--- Begin TEXT SEGMENT ---

The dissident HP director calls upon directors and shareholders to take a stand if their views oppose those of their company's management.

In his first public appearance since Hewlett-Packard shareholders voted on a mega-merger with Compaq Computer, dissident HP director Walter Hewlett on Monday called upon directors and shareholders to take a stand if their views oppose those of their company's management.

See special coverage: A Fight to the Finish Hewlett, a luncheon speaker at the Council of Institutional Investors' semiannual meeting in Washington, D.C., urged shareholder activism and outlined steps directors could take to gather information outside of that provided by company executives.

"It is my hope that the experiences of the past several months will come to be viewed as a turning point in the evolution of accountability and transparency in the governance of corporations," said Hewlett, according to transcripts of his speech. "Despite the fact that billions of dollars and the future of great companies are at stake, standards of corporate governance are neither robustly developed nor rigorously examined or enforced. To be blunt, the stakes are high; the standards are not."

In the world of mergers and acquisitions, industry observers say it's highly unusual for directors to publicly oppose a merger--especially when it does not involve a third-party bidder. And they note it is equally rare for institutional investors to take a public stand on issues relating to companies in their portfolio, given a concern for affecting the price of those particular stocks.

Hewlett effectively broke with tradition through a five-month proxy contest against the company his late father co-founded. He also persuaded several large institutional investors to publicly state their opposition to the deal.

Last week, HP and Compaq shareholders voted on the proposed merger of the two companies. Although HP has declared a win in the contentious proxy battle via preliminary figures, an official tally will not be known for several weeks.

One obstacle on the path toward good corporate governance is board members' reliance on information supplied by executives and fellow directors, rather than that gleaned from company shareholders, employees and customers, Hewlett said. He advocates a system where directors at companies contemplating mergers would have access to legal and financial counsel that is separate from that of the company and management team.

"At the very least, boards must be pried loose from the grip of management and their hired hands," Hewlett said. "Despite more than 200 years of political practice in the United States, democracy remains an ideology strangely alien to many corporate boardrooms. And too many corporate executives still fail to distinguish dissent from disloyalty...Above all, too many corporate managers too readily forget who owns the company--the shareholders."

Hewlett, along with trusts and foundations held by his family members and members of the co-founding Packard family, retains an 18 percent stake in HP. The late founder's son speculates that HP spent roughly $150 million of shareholders' money on the proxy fight and that his family's Hewlett Trust is a "significant contributor to financing both sides of this fight."

Despite the recent battle, Hewlett said he remains confident the company is well situated for the future.

"I've known and worked side by side with the HP directors for many years," Hewlett said. "We share a common interest in stability and stockholder value. I am confident that the directors and officers of HP will move forward rapidly to protect the assets and value inherent in the company."

--- End TEXT SEGMENT ---

• _JOB A_
In the entries, swap "instance" for "occurrence" in everything from the line containing "Can you find the utility" down to the line containing "155], [80, 97]]", and leave all else unchanged.

--- Begin RECORDS FOR PROCESSING ---

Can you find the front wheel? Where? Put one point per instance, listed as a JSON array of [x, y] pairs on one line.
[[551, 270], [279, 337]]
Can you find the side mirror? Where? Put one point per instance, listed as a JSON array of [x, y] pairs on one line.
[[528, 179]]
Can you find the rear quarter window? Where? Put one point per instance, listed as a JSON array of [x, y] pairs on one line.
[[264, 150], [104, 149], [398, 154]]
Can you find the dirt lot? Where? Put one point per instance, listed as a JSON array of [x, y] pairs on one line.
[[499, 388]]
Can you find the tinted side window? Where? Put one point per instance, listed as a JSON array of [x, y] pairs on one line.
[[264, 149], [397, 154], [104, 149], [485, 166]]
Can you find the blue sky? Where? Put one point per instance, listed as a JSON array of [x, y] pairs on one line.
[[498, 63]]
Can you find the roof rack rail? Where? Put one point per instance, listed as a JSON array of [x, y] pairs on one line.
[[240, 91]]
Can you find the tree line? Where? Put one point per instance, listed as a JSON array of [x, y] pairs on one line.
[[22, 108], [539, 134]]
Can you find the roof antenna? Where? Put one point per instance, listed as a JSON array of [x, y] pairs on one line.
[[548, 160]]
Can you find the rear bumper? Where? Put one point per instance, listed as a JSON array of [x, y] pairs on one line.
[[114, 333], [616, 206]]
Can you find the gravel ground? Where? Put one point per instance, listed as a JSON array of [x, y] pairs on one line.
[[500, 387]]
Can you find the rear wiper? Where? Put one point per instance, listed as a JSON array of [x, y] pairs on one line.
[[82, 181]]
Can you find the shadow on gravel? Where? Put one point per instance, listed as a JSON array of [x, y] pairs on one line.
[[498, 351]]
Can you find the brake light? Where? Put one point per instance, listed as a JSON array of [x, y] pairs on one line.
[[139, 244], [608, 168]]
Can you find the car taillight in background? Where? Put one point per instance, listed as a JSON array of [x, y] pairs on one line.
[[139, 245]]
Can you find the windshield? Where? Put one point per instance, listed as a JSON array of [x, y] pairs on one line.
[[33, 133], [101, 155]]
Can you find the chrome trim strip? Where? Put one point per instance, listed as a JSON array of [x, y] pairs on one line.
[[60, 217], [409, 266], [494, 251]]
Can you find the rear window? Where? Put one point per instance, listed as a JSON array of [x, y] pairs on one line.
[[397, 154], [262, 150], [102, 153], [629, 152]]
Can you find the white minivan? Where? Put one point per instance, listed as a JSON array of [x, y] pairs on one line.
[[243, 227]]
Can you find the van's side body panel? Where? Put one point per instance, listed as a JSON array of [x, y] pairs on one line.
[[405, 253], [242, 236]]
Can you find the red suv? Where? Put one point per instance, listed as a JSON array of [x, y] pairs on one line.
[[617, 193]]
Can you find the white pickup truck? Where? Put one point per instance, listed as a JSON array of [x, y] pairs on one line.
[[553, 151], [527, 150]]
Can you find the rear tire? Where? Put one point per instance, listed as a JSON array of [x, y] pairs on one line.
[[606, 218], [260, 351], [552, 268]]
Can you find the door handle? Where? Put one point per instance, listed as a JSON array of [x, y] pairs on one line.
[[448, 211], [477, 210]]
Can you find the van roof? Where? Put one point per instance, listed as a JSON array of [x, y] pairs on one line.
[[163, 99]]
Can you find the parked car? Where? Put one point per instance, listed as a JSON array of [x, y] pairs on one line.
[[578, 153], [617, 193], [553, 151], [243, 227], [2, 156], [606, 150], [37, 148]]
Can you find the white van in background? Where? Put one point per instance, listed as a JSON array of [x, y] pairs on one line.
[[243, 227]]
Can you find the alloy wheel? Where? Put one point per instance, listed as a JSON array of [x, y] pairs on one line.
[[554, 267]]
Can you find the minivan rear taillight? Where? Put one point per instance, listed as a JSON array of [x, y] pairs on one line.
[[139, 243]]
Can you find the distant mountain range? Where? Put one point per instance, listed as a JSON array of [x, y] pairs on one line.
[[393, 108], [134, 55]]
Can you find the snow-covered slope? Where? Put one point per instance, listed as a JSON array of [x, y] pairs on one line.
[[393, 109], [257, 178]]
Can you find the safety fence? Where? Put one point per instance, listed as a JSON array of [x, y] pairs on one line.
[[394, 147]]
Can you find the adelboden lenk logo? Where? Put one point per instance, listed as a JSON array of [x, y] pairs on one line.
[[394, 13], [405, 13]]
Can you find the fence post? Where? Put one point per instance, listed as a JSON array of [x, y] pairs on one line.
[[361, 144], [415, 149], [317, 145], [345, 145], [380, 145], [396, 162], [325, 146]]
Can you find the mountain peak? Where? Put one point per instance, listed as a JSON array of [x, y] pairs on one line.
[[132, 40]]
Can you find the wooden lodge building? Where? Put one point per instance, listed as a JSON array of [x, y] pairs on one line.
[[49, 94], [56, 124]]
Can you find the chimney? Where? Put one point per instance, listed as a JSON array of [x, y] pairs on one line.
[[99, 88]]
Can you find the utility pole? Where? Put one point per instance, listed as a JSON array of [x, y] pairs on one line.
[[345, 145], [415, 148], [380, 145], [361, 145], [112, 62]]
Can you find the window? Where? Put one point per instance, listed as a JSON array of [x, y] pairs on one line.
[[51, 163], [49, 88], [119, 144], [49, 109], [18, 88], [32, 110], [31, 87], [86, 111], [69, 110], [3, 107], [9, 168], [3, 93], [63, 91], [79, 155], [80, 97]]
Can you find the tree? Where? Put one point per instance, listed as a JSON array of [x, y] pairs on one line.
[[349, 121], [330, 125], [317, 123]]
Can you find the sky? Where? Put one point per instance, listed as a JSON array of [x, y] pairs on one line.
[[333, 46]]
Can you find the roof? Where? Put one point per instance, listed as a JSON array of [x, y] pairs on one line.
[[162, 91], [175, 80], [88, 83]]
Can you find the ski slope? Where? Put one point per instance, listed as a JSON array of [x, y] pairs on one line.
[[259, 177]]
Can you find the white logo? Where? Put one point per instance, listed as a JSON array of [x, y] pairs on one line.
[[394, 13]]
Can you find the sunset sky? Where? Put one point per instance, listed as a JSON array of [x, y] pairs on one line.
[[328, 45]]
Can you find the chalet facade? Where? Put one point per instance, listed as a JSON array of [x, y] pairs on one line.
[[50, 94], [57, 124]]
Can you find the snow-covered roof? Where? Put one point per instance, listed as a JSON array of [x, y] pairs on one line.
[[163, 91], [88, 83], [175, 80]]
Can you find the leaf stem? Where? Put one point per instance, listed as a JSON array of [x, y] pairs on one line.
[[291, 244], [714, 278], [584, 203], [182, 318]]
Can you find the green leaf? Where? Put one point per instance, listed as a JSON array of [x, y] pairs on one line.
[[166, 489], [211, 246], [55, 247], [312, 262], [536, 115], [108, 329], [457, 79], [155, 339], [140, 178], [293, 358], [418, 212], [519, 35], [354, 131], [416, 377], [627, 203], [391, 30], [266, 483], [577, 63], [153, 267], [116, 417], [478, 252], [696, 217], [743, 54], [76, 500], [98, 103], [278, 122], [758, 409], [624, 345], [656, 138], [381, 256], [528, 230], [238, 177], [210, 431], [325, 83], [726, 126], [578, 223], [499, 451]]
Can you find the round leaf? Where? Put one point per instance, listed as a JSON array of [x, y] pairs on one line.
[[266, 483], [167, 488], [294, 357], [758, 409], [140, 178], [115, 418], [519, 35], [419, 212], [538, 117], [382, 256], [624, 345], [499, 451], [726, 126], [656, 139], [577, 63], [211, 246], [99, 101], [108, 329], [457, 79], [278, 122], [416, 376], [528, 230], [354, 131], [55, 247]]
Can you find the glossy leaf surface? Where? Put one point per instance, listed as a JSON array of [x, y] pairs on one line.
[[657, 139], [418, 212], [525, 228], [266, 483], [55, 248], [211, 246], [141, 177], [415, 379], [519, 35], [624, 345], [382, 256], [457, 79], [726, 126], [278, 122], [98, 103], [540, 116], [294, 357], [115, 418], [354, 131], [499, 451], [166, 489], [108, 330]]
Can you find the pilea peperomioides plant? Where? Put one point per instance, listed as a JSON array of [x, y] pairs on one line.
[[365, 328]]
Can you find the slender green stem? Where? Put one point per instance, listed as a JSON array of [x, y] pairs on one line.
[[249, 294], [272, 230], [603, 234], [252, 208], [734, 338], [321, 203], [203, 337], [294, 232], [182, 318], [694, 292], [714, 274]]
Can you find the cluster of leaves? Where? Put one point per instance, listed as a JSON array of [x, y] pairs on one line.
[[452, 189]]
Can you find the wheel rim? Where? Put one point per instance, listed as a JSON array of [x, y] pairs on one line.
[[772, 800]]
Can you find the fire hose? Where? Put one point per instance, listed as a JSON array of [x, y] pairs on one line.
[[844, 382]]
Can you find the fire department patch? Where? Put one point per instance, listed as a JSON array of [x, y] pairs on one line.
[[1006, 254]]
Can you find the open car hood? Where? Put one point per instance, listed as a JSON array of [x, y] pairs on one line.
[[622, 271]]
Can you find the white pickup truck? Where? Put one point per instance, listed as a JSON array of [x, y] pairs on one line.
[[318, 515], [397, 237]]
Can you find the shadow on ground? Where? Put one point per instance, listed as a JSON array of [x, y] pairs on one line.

--- End RECORDS FOR PROCESSING ---

• _JOB B_
Write out, word for word, everything from "Hewlett effectively broke" down to "for several weeks." in the article on Walter Hewlett's speech.

• _COMPLETE ANSWER A_
Can you find the utility pole? Where? Put one point per occurrence, listed as a JSON array of [x, y] pairs on one line.
[[345, 145], [415, 148], [380, 145], [361, 145], [112, 62]]
Can you find the window? Where? Put one point per occurrence, listed as a JSON array of [x, y] pairs on one line.
[[51, 163], [49, 88], [119, 144], [49, 109], [18, 88], [32, 110], [31, 87], [86, 111], [69, 110], [3, 107], [9, 168], [3, 93], [63, 91], [79, 155], [80, 97]]

• _COMPLETE ANSWER B_
Hewlett effectively broke with tradition through a five-month proxy contest against the company his late father co-founded. He also persuaded several large institutional investors to publicly state their opposition to the deal.

Last week, HP and Compaq shareholders voted on the proposed merger of the two companies. Although HP has declared a win in the contentious proxy battle via preliminary figures, an official tally will not be known for several weeks.